Pierce County Parks & Recreation has installed two new fields made with an antibacterial infill that is purportedly better for the environment than traditional infills.

The artificial turf has been installed on baseball and soccer fields at the Heritage Recreation Center in South Hill, located at 9010 128th St. E. The fields were installed, in part, to broaden the fields’ accessibility to the community for all weather conditions throughout the year, day or night, according to a news release.

The population of Pierce County has grown by 10 percent over the past 10 years, so the new material will reportedly be better able to handle the increased demands on the park district’s fields, and will increase the number of games that can be played in inclement weather.

The material used in the fields is called Envirofill, described in the release as “a revolutionary, reusable, high-tech product.” It’s filled with an anti-microbial compound called Microban that reportedly prevents the growth of bacteria, mold, and mildew which would otherwise cause odors and hasten the fields’ deterioration.

The material is produced by Cincinnati-based company USGreentech. Artificial turf has traditionally used crumb rubber infill, made from shredded tires. Envirofill, manufactured with special quartz sand mined in central Texas, is an alternative that is purportedly better for the environment. The material is guaranteed to last 16 years.

“Product considerations included cost-effectiveness, public health, safety and longevity,” said Benjamin Barrett, capital projects manager for Pierce County Parks & Recreation. “Envirofill was determined to be the safer, cleaner, longer-lasting, and more cost-effective choice. It is the only re-usable infill on the market. Envirofill’s performance and benefits will be monitored to evaluate durability, ease of maintenance and the reduction of future capital costs of replacement.”

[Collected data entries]
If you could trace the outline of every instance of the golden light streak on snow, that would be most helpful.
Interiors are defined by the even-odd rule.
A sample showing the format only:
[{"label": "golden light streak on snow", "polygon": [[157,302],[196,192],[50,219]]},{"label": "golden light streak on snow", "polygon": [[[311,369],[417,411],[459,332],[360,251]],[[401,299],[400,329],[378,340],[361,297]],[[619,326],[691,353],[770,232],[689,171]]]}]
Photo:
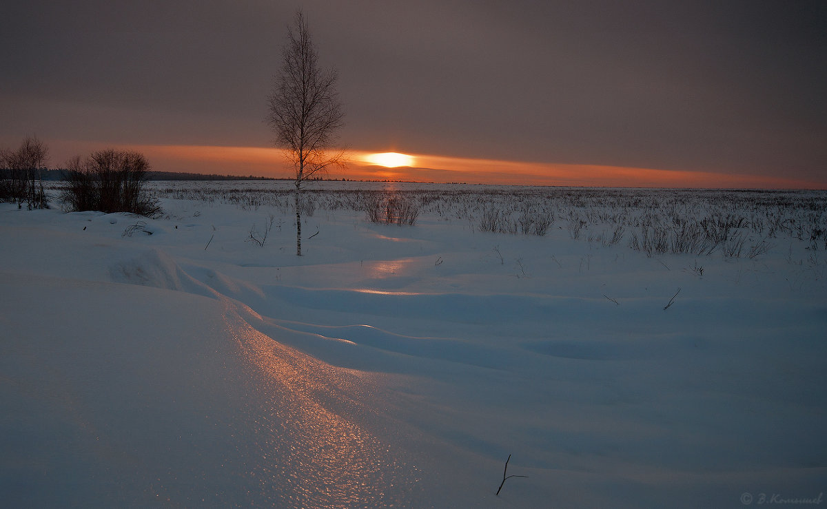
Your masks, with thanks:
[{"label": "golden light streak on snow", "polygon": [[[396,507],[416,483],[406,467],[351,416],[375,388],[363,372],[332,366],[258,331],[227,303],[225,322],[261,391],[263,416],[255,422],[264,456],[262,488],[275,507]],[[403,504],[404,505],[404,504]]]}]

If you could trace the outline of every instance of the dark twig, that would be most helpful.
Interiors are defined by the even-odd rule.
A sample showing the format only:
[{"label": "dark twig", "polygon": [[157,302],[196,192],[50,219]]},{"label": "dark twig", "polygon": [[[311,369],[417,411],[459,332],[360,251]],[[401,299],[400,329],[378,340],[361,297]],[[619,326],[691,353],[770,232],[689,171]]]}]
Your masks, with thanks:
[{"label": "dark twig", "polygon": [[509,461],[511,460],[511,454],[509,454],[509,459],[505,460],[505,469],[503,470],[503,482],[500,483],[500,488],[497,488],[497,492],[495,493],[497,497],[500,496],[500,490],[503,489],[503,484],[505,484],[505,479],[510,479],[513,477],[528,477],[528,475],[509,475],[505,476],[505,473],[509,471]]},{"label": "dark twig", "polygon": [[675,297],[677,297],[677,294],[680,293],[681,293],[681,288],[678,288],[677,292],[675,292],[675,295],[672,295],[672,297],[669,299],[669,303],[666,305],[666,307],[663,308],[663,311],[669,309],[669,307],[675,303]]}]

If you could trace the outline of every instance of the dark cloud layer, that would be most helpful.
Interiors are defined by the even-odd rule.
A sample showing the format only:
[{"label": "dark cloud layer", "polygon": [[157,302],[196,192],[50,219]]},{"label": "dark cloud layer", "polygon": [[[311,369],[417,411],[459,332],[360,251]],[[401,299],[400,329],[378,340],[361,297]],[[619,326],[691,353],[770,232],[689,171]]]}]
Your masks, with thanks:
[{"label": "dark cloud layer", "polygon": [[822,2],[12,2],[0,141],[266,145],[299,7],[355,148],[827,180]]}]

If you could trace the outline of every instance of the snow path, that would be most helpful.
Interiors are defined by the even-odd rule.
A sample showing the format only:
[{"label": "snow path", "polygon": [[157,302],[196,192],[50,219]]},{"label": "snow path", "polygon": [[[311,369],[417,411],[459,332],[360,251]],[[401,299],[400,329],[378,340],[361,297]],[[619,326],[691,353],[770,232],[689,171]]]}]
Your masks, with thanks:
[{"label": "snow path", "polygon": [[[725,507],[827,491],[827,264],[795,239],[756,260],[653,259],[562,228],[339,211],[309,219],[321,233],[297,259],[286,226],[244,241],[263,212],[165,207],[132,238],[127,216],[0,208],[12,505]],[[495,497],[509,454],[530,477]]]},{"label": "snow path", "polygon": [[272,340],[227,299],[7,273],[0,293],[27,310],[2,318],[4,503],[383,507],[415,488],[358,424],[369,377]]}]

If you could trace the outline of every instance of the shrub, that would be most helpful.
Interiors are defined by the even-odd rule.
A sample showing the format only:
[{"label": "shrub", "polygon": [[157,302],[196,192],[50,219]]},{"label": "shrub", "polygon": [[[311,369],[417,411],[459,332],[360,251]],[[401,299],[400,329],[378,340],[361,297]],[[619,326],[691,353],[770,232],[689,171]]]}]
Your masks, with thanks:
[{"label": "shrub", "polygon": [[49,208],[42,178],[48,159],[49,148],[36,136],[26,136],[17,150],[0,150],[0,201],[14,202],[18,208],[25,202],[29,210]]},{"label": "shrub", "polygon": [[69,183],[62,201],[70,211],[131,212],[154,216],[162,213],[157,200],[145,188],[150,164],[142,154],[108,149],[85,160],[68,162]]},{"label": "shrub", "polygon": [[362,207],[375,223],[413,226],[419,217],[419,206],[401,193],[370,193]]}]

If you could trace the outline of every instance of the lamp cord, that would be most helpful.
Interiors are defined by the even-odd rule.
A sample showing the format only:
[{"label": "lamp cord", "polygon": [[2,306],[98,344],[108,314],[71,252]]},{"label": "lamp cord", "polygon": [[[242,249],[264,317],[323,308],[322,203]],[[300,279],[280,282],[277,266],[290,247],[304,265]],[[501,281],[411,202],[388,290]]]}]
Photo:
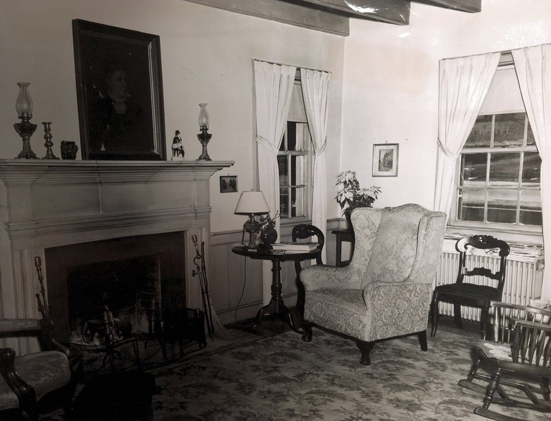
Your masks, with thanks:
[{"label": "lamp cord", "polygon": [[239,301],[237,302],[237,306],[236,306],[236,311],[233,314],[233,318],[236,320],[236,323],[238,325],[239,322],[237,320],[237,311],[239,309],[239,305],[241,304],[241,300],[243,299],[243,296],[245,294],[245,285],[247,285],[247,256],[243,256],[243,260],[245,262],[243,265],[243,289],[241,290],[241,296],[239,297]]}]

■ **INSTRUCTIONS FOR THE TASK**: Please state how long the Envirofill material is guaranteed to last, according to the article on the new turf fields.

■ **RESPONSE BOX**: 16 years.